→ **Passage présenté**
Shanghaï Tang ou Queelin veulent exporter le « made in China » sur les marchés occidentaux
Revendiquer haut et fort le « made in China » comme gage d'excellence n'est pas courant dans le domaine du luxe. Si l'Empire du milieu s'impose comme le moteur de ce secteur - le cabinet Bain & Co prévoit une croissance de 30 % en 2010 du marché du luxe en Chine, à 9,2 milliards d'euros - le nombre de marques de luxe chinoises n'excède toujours pas celui des doigts d'une main. Mais celles-ci ont désormais des visées mondiales.
Pionnière, la marque Shanghaï Tang - filiale du suisse Richemont - s'est imposée depuis 1994 en revendiquant haut et fort, depuis son quartier général de Hongkong, du prêt-à-porter haut de gamme, des accessoires, de la maroquinerie ou des bijoux « faits par des Chinois », qui utilisent une esthétique, des codes et un savoir-faire ancestral nés à Pékin ou Shanghaï. « Nous avons été les premiers à inventer une marque de luxe, basée sur la fierté d'être Chinois et qui puisse s'exporter », explique le Français Raphaël Le Masne de Chermont, président de Shanghaï Tang.

Relevés de pointage d'objets nommés
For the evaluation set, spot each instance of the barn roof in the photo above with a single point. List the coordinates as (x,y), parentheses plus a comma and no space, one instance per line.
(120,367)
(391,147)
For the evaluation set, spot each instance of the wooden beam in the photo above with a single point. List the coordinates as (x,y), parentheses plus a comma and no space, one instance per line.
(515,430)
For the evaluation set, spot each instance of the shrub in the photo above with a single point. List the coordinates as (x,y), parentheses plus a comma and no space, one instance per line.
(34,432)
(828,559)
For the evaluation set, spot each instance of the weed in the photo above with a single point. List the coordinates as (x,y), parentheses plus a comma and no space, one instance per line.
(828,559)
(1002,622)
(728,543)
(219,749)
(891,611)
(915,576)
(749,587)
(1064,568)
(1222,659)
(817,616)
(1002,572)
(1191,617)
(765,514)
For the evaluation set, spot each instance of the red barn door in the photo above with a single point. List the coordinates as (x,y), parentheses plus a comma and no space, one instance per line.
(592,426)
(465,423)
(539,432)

→ **Travail à faire**
[1] Répondez brièvement à ces questions sur le passage consacré aux marques de luxe chinoises :
(a) Quelle croissance du marché du luxe en Chine le cabinet Bain & Co prévoit-il pour 2010 ?
(b) Depuis quelle année la marque Shanghaï Tang s'est-elle imposée ?
(c) De quel groupe Shanghaï Tang est-elle une filiale ?
[2] Prolongez le passage sur les marques de luxe chinoises en reprenant après sa dernière phrase.

→ **Réponses par tâche**
[1]
(a) Une croissance de 30 %, pour atteindre 9,2 milliards d'euros.
(b) Depuis 1994.
(c) Du groupe suisse Richemont.

[2]
La marque joue sur deux tableaux : bien placée en Chine, elle compte surfer sur cette croissance hyperbolique; et souhaite renforcer son internationalisation pour crédibiliser son statut de maison de luxe mondialisée et éviter d'être considérée comme une marque locale exotique.
Les casquettes en velours brodées d'étoiles rouges ou les « qipaos » - ces robes fendues à col mao, imprimées aux tons vifs - se dénichent dans 42 boutiques dans le monde. « Notre volonté est de devenir leader en Chine et de doubler notre chiffre d'affaires mondial dans les trois ans qui viennent », explique M. Le Masne de Chermont. Il compte, d'ici là, porter à 70 le nombre de magasins, et pense en ouvrir un à Paris. Qui s'ajoutera à ceux de New York, Londres, Madrid, Francfort, Dubaï, Koweït et prochainement Moscou.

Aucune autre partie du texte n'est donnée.